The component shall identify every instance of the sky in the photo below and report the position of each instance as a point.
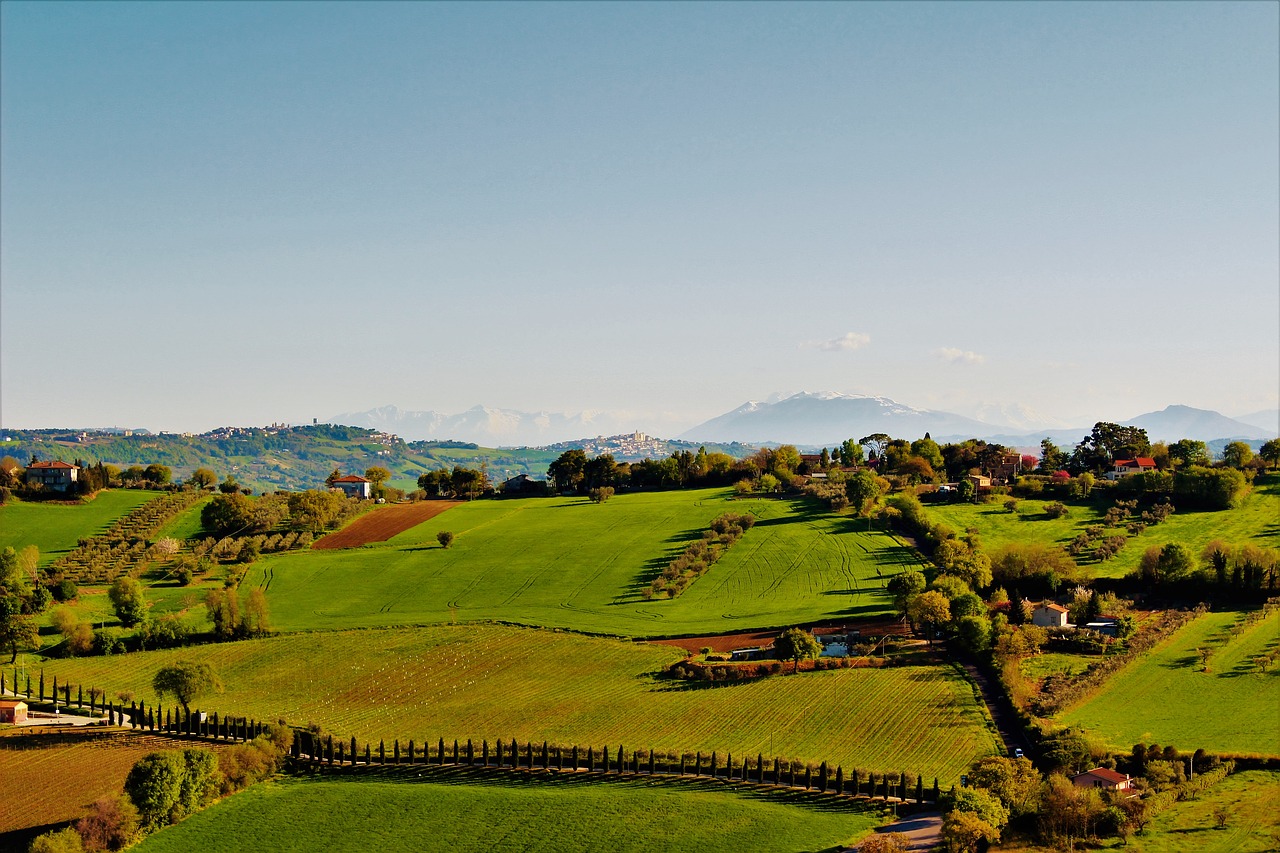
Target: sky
(251, 213)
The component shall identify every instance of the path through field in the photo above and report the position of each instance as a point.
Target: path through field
(383, 523)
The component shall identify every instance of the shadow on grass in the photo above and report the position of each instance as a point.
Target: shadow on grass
(575, 780)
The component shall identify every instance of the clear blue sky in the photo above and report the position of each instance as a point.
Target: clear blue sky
(246, 213)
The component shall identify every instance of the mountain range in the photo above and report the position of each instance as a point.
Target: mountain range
(808, 419)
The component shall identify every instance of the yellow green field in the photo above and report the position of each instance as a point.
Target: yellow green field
(490, 682)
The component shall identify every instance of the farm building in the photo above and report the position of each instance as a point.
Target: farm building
(56, 477)
(13, 711)
(1102, 778)
(353, 486)
(1124, 468)
(1050, 615)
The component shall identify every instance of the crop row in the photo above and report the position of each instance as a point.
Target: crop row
(123, 547)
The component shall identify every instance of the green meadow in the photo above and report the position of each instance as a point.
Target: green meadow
(55, 529)
(548, 813)
(1165, 697)
(1255, 521)
(572, 564)
(493, 682)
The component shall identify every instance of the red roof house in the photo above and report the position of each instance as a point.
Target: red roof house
(58, 477)
(1102, 778)
(353, 486)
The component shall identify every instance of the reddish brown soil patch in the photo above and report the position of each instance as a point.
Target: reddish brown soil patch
(754, 639)
(383, 523)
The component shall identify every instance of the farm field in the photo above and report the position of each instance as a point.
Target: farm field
(1164, 697)
(383, 523)
(570, 564)
(1255, 521)
(1253, 825)
(49, 779)
(551, 813)
(490, 682)
(55, 529)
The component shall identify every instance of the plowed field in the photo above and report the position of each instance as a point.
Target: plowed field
(383, 523)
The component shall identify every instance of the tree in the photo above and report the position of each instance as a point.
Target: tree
(1270, 452)
(128, 601)
(567, 470)
(929, 609)
(1237, 455)
(202, 478)
(17, 629)
(796, 644)
(184, 682)
(227, 514)
(376, 477)
(155, 787)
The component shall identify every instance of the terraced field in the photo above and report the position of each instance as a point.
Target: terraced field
(571, 564)
(489, 682)
(1165, 698)
(55, 529)
(551, 815)
(1255, 521)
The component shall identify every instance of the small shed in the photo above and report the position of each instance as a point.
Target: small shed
(13, 711)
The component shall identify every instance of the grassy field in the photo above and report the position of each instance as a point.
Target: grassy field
(1255, 521)
(1164, 697)
(549, 813)
(572, 564)
(55, 529)
(489, 682)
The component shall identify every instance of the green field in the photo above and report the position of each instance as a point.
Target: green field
(1255, 521)
(492, 682)
(1165, 698)
(55, 529)
(552, 813)
(572, 564)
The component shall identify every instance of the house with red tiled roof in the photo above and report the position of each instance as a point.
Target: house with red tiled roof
(353, 486)
(1102, 778)
(1123, 468)
(55, 477)
(1050, 615)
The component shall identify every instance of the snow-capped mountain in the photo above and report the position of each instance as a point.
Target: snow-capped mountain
(830, 418)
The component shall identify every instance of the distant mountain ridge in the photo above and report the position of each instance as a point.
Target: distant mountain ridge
(489, 427)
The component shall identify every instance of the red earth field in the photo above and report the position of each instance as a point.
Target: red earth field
(383, 523)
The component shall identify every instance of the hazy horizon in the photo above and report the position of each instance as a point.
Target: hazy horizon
(234, 214)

★ ★ ★ ★

### YOUR INSTRUCTIONS
Set down, word for word, every line from the line that holds "The component shall identify every instance of the grassy" to the end of the entries above, including both ends.

### FULL RESPONSE
The component shall identify every instance of the grassy field in the photo above and report the position of each instance as a point.
Target: grassy field
(1255, 521)
(1164, 697)
(549, 813)
(572, 564)
(55, 529)
(489, 682)
The component shall identify every instance of the green field in the photo above and report the position of each instance as a point.
Target: green field
(1255, 521)
(492, 682)
(1165, 698)
(55, 529)
(552, 813)
(572, 564)
The component shall identify every instance of the house with red tiled roof in the photo above and report the position of each instance as a point.
Target: house with red tiled roof
(353, 486)
(1102, 778)
(1123, 468)
(55, 477)
(1050, 615)
The component shall identify every instance of the snow-capped mountain in the photo above and report the position of each instance as a point.
Target: snow-capped mountain
(830, 418)
The component shall identify every instance of the distant mountain ridge in the photo above and report the position of each instance as a point.
Target: distant mountain ridge
(489, 427)
The component shall identify every instance of the red earth field in the photo above and report the position of each instance as a point.
Target: red earth field
(383, 523)
The component shall identify every instance of the hazy horizon in the photo above and report the position of each instance as a point.
Target: hazy horizon
(234, 214)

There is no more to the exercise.